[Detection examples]
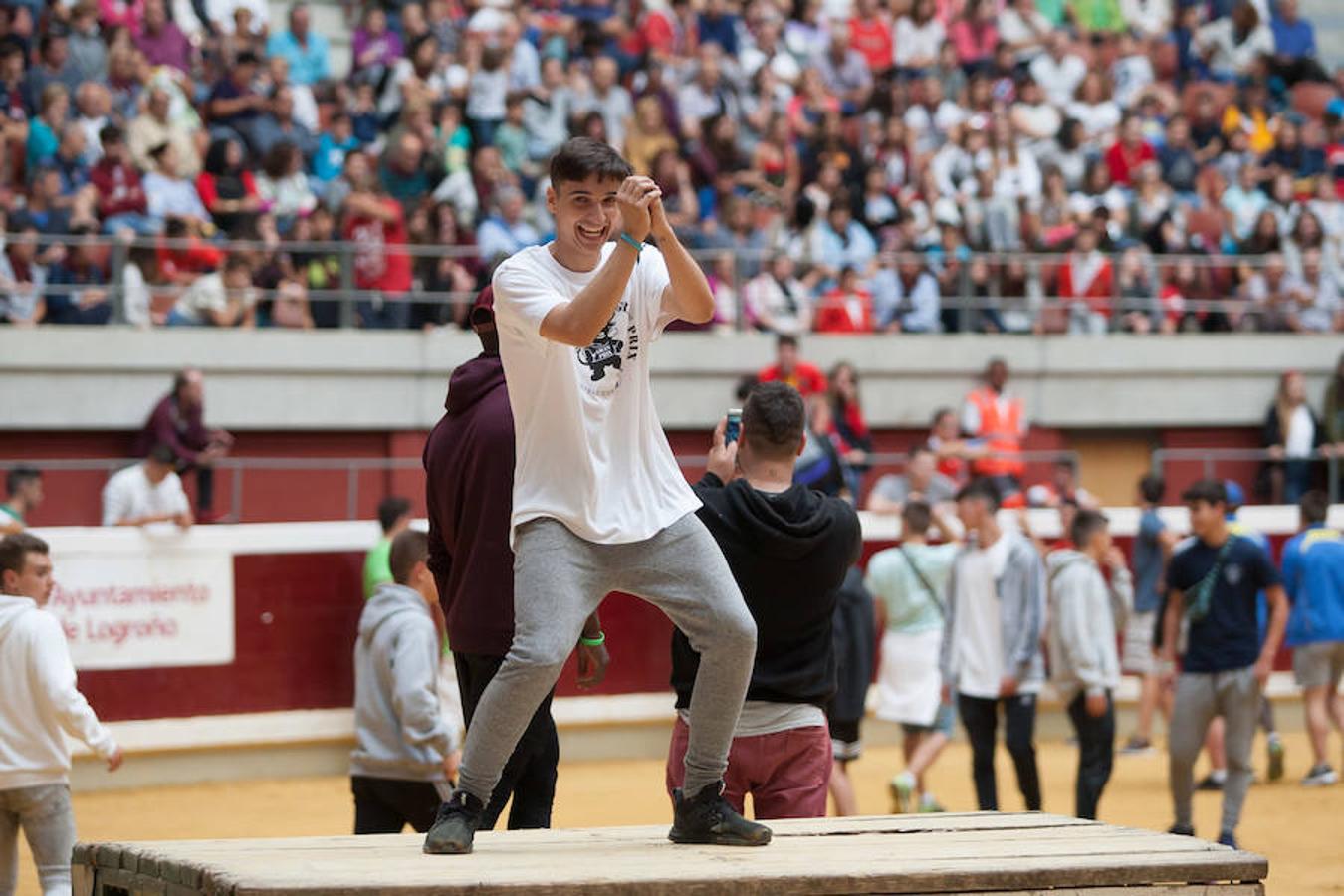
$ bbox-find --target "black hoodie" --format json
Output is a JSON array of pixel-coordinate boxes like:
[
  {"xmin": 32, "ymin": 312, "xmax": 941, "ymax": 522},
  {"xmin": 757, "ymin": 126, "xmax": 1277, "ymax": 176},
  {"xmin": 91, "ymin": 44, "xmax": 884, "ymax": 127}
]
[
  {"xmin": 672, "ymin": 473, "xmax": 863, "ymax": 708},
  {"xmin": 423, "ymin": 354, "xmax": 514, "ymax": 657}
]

*Written instruction*: Output each line of the material above as a JSON list of strings, one string per line, omitting the pictures and any blank lines.

*Response to the exercise*:
[
  "$ bbox-find --target \"black hoodie\" --format json",
  "Output is a JSON array of pixel-coordinate boxes like:",
  "[",
  "  {\"xmin\": 32, \"ymin\": 312, \"xmax\": 941, \"ymax\": 522},",
  "  {\"xmin\": 757, \"ymin\": 126, \"xmax\": 1277, \"ymax\": 176},",
  "  {\"xmin\": 91, \"ymin\": 44, \"xmax\": 884, \"ymax\": 127}",
  "]",
  "[",
  "  {\"xmin\": 672, \"ymin\": 473, \"xmax\": 863, \"ymax\": 708},",
  "  {\"xmin\": 423, \"ymin\": 354, \"xmax\": 514, \"ymax\": 657}",
  "]"
]